> **Directions**
Change every occurrence of "separate parts" to "disconnected pieces" throughout the records below, and reproduce all the lines with nothing else altered.

Entries taken from a collection:
# # # # #

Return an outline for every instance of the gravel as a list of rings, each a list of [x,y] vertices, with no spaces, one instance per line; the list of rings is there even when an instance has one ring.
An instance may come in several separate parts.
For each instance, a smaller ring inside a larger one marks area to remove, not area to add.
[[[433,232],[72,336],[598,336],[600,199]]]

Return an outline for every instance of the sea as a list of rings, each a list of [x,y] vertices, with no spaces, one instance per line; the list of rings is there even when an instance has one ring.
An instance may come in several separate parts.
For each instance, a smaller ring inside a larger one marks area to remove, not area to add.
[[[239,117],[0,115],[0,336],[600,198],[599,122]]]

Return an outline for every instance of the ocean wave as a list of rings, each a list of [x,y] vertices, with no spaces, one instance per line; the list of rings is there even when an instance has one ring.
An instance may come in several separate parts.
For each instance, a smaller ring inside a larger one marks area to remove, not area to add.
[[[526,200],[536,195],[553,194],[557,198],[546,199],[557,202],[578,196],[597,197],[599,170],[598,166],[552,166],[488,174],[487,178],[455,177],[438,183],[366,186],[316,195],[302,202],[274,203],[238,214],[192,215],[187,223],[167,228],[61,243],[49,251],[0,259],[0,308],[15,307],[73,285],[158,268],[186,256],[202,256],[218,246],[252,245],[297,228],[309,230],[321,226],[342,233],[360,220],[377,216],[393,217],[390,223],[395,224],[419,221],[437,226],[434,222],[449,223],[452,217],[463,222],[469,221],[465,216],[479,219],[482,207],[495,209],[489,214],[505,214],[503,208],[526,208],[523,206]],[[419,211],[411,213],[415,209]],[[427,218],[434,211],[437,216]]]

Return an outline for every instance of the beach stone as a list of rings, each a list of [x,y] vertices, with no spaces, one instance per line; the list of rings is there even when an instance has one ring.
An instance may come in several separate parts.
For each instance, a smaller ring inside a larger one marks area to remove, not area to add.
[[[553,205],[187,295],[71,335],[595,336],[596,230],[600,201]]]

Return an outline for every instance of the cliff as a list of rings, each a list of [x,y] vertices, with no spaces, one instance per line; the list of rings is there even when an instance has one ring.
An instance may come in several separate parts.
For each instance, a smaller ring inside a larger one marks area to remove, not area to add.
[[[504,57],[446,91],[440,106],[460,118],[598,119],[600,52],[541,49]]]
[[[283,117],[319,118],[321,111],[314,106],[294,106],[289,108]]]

# # # # #

> **Final result**
Return an outline for every instance of the gravel as a list of rings, each a list of [x,y] vertices, with no spaces, one instance per line; the list of rings is there even when an instance has one ring.
An instance may come in several disconnected pieces.
For each instance, a smaller ring inside a larger one marks area to remove, not area to add.
[[[433,232],[72,336],[598,336],[600,199]]]

Return an outline for every instance of the sea as a list of rings, each a list of [x,y] vertices, with no spaces, one instance per line; the list of rings is there even when an instance has one ring.
An instance may come in several disconnected pieces.
For each instance, a smaller ring inside a larger one marks area to remove, not area to add.
[[[239,117],[0,115],[0,336],[600,198],[599,122]]]

Return an outline for every instance of the ocean wave as a list of rings, each a list of [x,y] vertices, with no spaces, one instance per line; the list of rings is there even when an instance has one ring.
An instance may come in several disconnected pieces.
For each instance, a smaller ring inside a larger one marks area to remove, not area to add.
[[[526,200],[536,195],[553,194],[557,198],[546,199],[557,202],[578,196],[597,197],[599,170],[598,166],[552,166],[488,174],[487,178],[455,177],[438,183],[366,186],[316,195],[302,202],[274,203],[238,214],[192,215],[187,223],[167,228],[61,243],[49,251],[0,259],[0,308],[15,307],[73,285],[158,268],[186,256],[202,256],[218,246],[252,245],[297,228],[309,230],[321,226],[342,233],[360,220],[377,216],[393,217],[390,223],[395,224],[419,221],[437,226],[434,222],[449,223],[452,217],[463,222],[469,221],[465,216],[479,219],[482,207],[495,209],[489,214],[505,214],[503,208],[526,208],[523,206]],[[419,211],[411,213],[415,209]],[[427,218],[434,211],[437,216]]]

Return an outline for every instance of the beach stone as a list of rings, each a list of [x,y] vertices, with no spaces, one instance per line; the list of rings is there even when an instance has one ring.
An instance may come in several disconnected pieces.
For each instance, a smaller ring inside a larger one marks area to remove, not area to add.
[[[553,205],[187,295],[71,335],[595,336],[596,230],[600,201]]]

Return an outline for every instance of the cliff as a list of rings, each a list of [x,y] vertices, with no spaces, one instance per line; the list of rings is there even when an instance has one ring.
An instance may come in several disconnected pieces.
For each instance, a smaller ring inside a larger one marks area to remove, not area to add.
[[[504,57],[446,91],[440,106],[460,118],[598,119],[600,52],[541,49]]]
[[[283,117],[319,118],[321,111],[314,106],[294,106],[289,108]]]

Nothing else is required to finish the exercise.